* EXCERPT TO READ
-- START --

It's not about giving up on home ownership. It's about entering the property market through a different door. Instead of stretching to buy a $1.6 million house in Sydney that eats your entire income, you rent in Sydney for $650 a week and buy an investment property in Adelaide, Perth, or regional NSW for $500,000 to $700,000 with a tenant paying most of the mortgage.

Westpac's 2025 Home Ownership Report found 54% of first-home buyers are now considering rentvesting. In NSW it's 61%. ABS data shows first-home buyer investment loans grew 12% year-on-year, more than double the growth in traditional first-home buyer loans. The strategy is becoming the default path for buyers locked out of their local market.

The Math That Makes It Work

Two scenarios. Same household. Different entry point to the property market. The numbers tell the story better than the theory.

Scenario A: Buy a Home in Sydney

  • Purchase price: $1.6M
  • Deposit (20%): $320,000
  • Monthly mortgage (30y @ 6.3% OO rate): ~$7,900
  • Total cost of ownership: rates, insurance, maintenance on top
  • Tax treatment: nothing deductible
  • Flexibility: locked in, moving is expensive

Most of your income goes to the mortgage. You own a roof, but you own nothing else.

Scenario B: Rentvest

  • Rent in Sydney: ~$650/week
  • Buy an investment property in Adelaide/Perth/regional: $600,000
  • Deposit (20%): $120,000
  • Monthly mortgage (30y @ 6.5% investment rate): ~$3,000
  • Rental income covers most of the mortgage
  • Interest, depreciation, rates, management fees: tax deductible

You enter the market sooner, in a place with better yield and growth math. The saved cash either funds the next purchase or builds a buffer.

-- END --

* WORK INSTRUCTIONS
(A) Copy from the rentvesting passage the part that opens with the words containing "Most of your" and closes with "builds a buffer.".
(B) Pick up the rentvesting passage after its last sentence and extend it.

* DATASET EXCERPT
-- START --

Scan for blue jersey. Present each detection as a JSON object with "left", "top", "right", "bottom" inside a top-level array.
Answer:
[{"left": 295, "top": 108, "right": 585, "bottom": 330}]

-- END --

* OUTPUTS FOR THE TASKS
(A)
Most of your income goes to the mortgage. You own a roof, but you own nothing else.

Scenario B: Rentvest

  • Rent in Sydney: ~$650/week
  • Buy an investment property in Adelaide/Perth/regional: $600,000
  • Deposit (20%): $120,000
  • Monthly mortgage (30y @ 6.5% investment rate): ~$3,000
  • Rental income covers most of the mortgage
  • Interest, depreciation, rates, management fees: tax deductible

You enter the market sooner, in a place with better yield and growth math. The saved cash either funds the next purchase or builds a buffer.

(B)
The tenant pays most of the mortgage, the tax system takes the rest, and you keep living where you want. The trade-off is renting rather than owning where you sleep. For investors with a long horizon, the wealth outcome is usually stronger. For a live-worked example, see our 2026 rentvesting breakdown.

Why Rentvesting Works

01

You Enter the Market Sooner

A $600,000 investment property needs a $120,000 deposit. A $1.6M home needs $320,000. You're in the market years earlier. Every year spent saving a bigger deposit is a year the market runs away from you.

02

You Buy Where the Numbers Work

The best investment market is rarely your home city. Rentvesting lets you pick a market on fundamentals, yield, and growth, rather than being forced into wherever you can afford to live. See buying interstate for more.

03

Tax Deductions Change the Math

Interest on the investment loan, council rates, insurance, property management fees, depreciation, and repairs are generally deductible. If the property is negatively geared, the loss reduces your taxable income. An owner-occupied purchase offers none of that.

04

The Tenant Pays Most of the Mortgage

On a $600,000 property with a 5% yield, the tenant is contributing around $30,000 a year. Most of your monthly repayment is covered. Your out-of-pocket cost is a fraction of what a home loan would be.

05

Flexibility

Job moves, life changes, city shifts. You can relocate without selling or breaking a fixed rate mortgage. For younger buyers, this is undervalued until you need it.

06

Equity Funds the Next Purchase

As the investment property grows in value, the equity can be extracted and used as the deposit for property number two. That's how a rentvesting strategy becomes a portfolio. See how to build a property portfolio.

Where Rentvesting Falls Down

The strategy isn't for everyone. The criticisms are real, they just aren't deal-breakers for the right investor.

You Don't Own Your Home

Landlords can raise rent, refuse to renew, or sell. For some households, that uncertainty is a deal breaker. For others, the lifestyle flexibility is a feature.

You Miss First Home Owner Concessions

Most states' stamp duty concessions and first-home owner grants are only for owner-occupier purchases. Rentvesting usually means paying full stamp duty on the investment property.

Requires Saving Discipline

The difference between what you pay in rent and what a mortgage would have been is meant to fund the next purchase. If it funds a lifestyle instead, the strategy breaks down.

CGT on Sale

An investment property sale is subject to capital gains tax (halved after 12 months). A principal place of residence is generally CGT-free. Over long holds, this can matter.

Psychology

Some people need the feeling of "home" that comes with ownership. If that matters to you more than the numbers, rentvesting isn't a good fit.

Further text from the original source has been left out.